● Текст страницы:
+++
За стеклами «хорьха» развертывалась панорама вражеского отступления. К Днестру были прижаты многие немецкие части. Бросая технику, обрекая арьергарды на смерть или плен, они катились к югу. После Тлусте «хорьх» едва двигался по узкому коридору между трофейными пушками, автомашинами, штабными и санитарными автобусами. Когда он застревал, встречные пленные с готовностью бросались на помощь, дружно упирались плечами, подбадривая себя непривычными для нашего уха выкриками, вероятно, соответствующими русскому: «Раз, два — взяли!».
Дремов развернул корпусной командный пункт в редком лиственном лесочке, неподалеку от Днестра. Человек простой и прямой, он не признавал никакой дипломатии, держался свободно, независимо. Жидкие русые волосы на голове его были растрепаны, чистосердечная улыбка не сходила с губ.
— Не худо получается, Михаил Ефимыч?
— Не худо, Иван Федорыч, — соглашался Катуков. Командарм и комкор дружили с тех далеких времен, когда оба были взводными. — План форсирования у тебя есть?
— Чего нет, того нет. Не успели подготовить. Не ждал, по совести сказать, что Горелов так быстро к Днестру выскочит…
— Головы у нас с тобой не закружились? Мост-то цел?
— Чего не знаю, того еще не знаю. Приказал выяснить. Катуков сообщил о перехваченной телеграмме.
+++
● Что сделать:
Перечислите по тексту страницы всё, между чем «хорьх» пробирался по узкому коридору после Тлусте.
+++
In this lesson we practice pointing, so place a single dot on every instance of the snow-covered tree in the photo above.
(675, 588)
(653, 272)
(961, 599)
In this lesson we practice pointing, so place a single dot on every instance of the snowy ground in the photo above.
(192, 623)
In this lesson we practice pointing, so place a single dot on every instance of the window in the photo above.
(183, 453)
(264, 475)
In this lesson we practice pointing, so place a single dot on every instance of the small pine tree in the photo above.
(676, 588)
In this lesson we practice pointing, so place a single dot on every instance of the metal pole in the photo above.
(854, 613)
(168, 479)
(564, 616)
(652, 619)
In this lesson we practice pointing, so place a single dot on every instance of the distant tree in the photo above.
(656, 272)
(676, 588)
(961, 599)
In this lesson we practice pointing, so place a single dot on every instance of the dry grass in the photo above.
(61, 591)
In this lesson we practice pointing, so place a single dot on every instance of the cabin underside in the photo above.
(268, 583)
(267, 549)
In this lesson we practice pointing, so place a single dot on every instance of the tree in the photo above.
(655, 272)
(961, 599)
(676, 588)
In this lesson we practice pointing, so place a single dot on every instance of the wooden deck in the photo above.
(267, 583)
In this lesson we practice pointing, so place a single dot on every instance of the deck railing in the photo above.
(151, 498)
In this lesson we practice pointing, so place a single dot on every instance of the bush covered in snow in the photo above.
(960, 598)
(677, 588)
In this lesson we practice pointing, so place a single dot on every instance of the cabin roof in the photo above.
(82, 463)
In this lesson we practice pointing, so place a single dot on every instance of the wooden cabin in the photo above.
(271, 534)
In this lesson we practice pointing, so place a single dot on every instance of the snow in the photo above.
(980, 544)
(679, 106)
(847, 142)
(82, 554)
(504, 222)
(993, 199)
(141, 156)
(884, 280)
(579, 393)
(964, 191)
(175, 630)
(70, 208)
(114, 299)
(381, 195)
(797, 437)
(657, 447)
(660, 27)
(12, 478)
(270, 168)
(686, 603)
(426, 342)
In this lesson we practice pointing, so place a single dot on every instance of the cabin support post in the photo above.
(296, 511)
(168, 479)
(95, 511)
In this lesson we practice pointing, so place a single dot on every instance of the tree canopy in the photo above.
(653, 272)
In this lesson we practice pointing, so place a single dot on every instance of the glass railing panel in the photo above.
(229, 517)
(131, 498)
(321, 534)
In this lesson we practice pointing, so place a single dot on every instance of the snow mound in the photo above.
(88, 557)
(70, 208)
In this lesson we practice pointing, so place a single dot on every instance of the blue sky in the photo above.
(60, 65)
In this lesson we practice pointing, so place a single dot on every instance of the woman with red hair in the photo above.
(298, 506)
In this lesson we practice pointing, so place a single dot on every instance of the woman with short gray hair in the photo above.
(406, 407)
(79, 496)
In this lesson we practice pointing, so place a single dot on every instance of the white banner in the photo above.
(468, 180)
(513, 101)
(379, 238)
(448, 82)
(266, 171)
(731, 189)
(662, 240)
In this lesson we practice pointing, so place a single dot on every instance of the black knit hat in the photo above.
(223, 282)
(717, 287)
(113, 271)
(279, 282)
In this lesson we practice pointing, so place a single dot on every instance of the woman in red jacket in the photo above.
+++
● Результат:
Трофейные пушки, автомашины, штабные автобусы, санитарные автобусы.